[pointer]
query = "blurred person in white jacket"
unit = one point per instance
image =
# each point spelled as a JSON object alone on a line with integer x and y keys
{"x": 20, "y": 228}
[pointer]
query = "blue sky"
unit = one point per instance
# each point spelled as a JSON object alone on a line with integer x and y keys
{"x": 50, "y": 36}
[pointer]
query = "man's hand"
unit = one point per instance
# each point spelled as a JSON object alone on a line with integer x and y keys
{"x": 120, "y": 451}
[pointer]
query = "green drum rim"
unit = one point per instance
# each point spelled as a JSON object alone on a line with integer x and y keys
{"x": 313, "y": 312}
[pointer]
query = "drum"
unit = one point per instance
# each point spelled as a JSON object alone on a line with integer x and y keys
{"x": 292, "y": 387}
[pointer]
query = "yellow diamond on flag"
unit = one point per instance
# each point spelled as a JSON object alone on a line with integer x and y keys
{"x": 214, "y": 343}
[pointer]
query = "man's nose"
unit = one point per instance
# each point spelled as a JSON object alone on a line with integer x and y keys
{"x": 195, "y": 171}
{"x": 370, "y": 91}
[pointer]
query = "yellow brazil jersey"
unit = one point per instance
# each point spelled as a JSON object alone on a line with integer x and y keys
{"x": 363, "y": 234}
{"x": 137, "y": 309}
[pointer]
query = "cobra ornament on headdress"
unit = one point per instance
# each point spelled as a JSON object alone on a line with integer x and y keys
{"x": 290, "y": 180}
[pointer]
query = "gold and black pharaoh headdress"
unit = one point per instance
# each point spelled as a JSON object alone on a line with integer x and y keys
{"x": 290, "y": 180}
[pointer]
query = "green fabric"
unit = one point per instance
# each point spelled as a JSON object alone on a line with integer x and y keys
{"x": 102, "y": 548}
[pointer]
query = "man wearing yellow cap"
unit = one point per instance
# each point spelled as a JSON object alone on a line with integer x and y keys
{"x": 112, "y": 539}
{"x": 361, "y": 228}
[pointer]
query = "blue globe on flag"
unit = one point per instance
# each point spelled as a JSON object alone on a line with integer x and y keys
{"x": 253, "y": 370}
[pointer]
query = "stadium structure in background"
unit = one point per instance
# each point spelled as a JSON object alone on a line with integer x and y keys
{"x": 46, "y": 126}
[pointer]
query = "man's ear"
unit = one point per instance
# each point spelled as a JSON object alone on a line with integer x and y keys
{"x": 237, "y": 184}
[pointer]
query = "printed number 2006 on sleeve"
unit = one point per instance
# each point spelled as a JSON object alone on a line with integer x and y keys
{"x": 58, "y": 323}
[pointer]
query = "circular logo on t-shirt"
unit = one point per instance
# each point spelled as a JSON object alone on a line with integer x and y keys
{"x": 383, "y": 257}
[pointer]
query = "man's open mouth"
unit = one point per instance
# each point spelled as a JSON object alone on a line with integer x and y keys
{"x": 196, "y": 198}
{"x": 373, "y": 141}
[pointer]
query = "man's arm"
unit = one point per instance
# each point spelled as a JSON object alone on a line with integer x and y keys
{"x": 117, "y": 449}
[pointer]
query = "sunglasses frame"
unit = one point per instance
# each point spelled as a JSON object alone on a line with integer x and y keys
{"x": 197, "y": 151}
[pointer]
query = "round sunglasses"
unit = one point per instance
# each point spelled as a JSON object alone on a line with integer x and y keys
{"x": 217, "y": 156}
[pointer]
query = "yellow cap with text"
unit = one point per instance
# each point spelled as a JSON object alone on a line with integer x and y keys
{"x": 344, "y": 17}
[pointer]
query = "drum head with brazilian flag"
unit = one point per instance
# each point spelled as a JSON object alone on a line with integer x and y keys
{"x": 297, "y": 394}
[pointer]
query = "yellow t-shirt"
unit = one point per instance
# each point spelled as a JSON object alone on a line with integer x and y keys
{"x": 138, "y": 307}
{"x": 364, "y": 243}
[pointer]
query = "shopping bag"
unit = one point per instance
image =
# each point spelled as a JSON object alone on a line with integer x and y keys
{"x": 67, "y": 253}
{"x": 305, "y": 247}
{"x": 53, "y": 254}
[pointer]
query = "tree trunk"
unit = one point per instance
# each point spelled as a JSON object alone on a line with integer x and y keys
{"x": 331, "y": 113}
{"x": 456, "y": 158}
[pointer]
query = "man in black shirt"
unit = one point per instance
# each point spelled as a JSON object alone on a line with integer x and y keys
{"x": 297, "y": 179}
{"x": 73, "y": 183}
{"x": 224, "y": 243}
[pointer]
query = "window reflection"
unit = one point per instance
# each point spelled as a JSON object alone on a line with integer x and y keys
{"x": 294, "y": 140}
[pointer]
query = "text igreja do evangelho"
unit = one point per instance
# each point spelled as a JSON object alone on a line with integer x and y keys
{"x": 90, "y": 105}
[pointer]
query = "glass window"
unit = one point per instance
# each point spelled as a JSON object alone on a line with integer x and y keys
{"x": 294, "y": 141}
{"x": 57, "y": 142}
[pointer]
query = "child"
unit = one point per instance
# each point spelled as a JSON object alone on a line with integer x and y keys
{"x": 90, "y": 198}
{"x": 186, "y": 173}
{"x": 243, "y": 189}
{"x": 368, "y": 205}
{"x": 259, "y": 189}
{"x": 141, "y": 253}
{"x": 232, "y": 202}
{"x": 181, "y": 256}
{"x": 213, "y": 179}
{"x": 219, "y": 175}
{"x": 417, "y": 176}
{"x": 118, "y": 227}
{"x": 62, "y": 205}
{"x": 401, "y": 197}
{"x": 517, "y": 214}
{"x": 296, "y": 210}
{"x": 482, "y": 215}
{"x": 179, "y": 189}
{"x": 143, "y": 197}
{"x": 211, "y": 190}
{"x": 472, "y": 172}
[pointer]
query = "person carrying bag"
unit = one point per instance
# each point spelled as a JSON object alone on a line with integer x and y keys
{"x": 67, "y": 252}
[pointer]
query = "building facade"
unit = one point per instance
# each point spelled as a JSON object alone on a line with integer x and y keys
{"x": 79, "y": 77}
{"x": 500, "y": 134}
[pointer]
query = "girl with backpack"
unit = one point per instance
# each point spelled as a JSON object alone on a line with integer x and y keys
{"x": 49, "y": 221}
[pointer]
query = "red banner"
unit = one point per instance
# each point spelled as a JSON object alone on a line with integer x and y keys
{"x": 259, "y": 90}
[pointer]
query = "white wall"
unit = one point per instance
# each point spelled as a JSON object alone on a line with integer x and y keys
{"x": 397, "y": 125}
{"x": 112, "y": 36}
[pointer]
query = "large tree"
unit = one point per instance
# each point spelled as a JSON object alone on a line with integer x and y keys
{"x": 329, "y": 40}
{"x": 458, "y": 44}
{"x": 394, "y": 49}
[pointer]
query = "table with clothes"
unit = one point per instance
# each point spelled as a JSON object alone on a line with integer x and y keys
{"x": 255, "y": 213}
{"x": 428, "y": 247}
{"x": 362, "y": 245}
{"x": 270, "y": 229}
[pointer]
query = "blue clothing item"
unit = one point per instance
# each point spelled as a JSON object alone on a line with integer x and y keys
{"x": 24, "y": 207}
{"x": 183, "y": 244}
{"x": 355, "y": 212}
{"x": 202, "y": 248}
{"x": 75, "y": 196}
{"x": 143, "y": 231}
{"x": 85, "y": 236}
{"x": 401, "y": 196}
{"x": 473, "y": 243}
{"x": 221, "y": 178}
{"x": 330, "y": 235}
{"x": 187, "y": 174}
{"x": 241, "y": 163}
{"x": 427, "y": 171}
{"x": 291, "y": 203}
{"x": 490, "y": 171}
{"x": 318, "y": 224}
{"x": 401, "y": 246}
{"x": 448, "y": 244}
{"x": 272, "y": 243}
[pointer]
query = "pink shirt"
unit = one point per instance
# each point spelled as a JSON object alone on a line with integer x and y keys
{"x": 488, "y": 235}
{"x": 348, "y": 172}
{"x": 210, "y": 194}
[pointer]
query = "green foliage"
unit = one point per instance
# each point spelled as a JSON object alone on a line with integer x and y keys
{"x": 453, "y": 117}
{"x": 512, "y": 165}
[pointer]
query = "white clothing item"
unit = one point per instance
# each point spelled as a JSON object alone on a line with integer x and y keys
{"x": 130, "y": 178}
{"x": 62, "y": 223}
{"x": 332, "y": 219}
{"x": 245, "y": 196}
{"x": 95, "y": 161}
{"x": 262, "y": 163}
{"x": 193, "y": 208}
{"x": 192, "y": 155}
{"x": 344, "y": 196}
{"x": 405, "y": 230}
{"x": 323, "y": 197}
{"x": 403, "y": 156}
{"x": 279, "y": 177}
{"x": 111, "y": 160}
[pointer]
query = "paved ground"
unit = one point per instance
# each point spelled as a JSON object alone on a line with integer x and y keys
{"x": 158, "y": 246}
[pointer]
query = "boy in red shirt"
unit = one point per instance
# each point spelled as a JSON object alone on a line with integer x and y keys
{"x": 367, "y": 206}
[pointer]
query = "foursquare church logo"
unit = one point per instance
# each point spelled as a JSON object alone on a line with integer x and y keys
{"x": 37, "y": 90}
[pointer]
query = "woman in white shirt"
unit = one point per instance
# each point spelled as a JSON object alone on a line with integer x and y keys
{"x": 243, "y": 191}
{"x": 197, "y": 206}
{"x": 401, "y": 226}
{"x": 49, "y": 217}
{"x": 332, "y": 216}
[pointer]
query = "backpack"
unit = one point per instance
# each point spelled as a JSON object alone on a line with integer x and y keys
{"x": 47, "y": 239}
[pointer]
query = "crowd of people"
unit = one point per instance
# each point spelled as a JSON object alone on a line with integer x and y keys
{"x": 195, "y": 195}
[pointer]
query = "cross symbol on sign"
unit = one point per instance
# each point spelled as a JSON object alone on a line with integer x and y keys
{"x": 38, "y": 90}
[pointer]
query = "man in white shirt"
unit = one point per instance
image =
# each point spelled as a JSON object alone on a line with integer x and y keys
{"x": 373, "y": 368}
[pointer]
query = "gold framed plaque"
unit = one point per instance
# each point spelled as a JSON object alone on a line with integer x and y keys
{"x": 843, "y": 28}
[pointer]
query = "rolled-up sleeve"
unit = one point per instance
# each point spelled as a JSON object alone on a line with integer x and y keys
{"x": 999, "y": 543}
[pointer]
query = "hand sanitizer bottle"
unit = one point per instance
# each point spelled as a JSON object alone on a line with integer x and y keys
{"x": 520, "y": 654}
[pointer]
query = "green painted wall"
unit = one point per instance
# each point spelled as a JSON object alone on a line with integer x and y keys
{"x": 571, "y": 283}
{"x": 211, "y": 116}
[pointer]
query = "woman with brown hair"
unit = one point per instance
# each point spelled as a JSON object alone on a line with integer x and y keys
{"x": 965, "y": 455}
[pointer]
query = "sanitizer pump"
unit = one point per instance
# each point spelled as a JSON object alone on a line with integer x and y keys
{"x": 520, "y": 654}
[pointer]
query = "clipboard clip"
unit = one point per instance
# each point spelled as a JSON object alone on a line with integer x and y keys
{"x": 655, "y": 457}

· · · · · · ·

**Directions for this task**:
Count the lines of the material above that contain the string "gold", and reply with the number alone.

**Written answer**:
2